━━ Excerpted passage

Proverbs 23:27

Hebrew Bible

26 Give me your heart, my son, and let your eyes observe my ways; 27 for a prostitute is like a deep pit; a harlot is like a narrow well. 28 Indeed, she lies in wait like a robber and increases the unfaithful among men.

Plato Dialogue with Gorgias 493b

Classical

a tale in which he called the soul—because of its believing and make-believe nature—a vessel, and the ignorant he called the uninitiated or leaky, and the place in the souls of the uninitiated in which the desires are seated, being the intemperate and incontinent part, he compared to a leaky vessel full of holes, because it can never be satisfied. He is not of your way of thinking, Callicles, for he declares, that of all the souls in Hades, meaning the invisible world, these uninitiated or leaky persons are the most miserable, and that they pour water into a vessel which is full of holes out of a colander which is similarly perforated. The colander, as my informer assures me, is the soul, and the

LXX Proverbs 23:27

Septuagint

26 Give me, son, your heart, and may your eyes keep my ways. 27 For another’s house is a leaky wine jar, and another’s cistern is narrow. 28 For this will suddenly perish, and every lawbreaker will be destroyed.

━━━━
━━ Rows

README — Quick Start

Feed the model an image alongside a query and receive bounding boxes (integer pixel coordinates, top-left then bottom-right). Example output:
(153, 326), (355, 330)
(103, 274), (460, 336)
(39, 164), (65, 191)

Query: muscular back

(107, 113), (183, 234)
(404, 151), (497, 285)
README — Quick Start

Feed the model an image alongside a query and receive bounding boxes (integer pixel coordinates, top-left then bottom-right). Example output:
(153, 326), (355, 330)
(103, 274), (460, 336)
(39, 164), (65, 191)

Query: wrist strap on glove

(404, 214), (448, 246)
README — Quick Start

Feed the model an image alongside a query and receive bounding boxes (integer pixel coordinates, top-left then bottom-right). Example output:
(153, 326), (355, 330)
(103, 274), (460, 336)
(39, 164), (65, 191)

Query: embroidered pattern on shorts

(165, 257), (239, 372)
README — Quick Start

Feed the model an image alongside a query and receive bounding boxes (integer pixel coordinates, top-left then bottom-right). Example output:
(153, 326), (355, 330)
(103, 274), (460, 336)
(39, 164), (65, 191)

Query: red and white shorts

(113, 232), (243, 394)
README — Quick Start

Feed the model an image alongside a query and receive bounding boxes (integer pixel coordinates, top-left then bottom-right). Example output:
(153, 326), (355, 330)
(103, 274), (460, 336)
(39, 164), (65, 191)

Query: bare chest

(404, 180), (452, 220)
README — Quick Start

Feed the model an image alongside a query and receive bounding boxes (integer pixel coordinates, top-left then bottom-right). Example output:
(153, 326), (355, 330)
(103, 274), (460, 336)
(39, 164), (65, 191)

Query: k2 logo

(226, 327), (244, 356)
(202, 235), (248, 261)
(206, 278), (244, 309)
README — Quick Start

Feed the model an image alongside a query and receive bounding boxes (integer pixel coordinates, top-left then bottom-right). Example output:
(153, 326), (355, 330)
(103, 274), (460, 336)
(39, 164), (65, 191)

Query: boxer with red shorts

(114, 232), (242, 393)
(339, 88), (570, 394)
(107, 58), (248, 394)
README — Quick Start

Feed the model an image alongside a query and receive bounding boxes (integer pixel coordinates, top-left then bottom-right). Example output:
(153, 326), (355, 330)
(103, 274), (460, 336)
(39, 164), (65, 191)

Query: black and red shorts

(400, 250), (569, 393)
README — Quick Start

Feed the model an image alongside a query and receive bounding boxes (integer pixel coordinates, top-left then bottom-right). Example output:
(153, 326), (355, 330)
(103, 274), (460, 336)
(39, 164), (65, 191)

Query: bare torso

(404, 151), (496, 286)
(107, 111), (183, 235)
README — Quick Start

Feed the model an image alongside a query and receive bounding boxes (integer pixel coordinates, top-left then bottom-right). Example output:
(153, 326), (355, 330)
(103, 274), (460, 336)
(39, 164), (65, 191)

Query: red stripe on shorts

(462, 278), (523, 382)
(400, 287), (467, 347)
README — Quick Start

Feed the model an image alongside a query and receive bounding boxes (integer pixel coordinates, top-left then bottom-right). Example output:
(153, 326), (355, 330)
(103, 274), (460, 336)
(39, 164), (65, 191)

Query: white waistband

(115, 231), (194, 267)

━━━━

## What is asked
Answer these from the Proverbs 23:27 page above the entries:
(a) In the Hebrew Bible version, what is a harlot compared to?
(b) In the passage from Plato's Gorgias, what is the colander said to be?
(c) In the Septuagint version, what is another's house called?

## Exercise answer
(a) A narrow well.
(b) The soul.
(c) A leaky wine jar.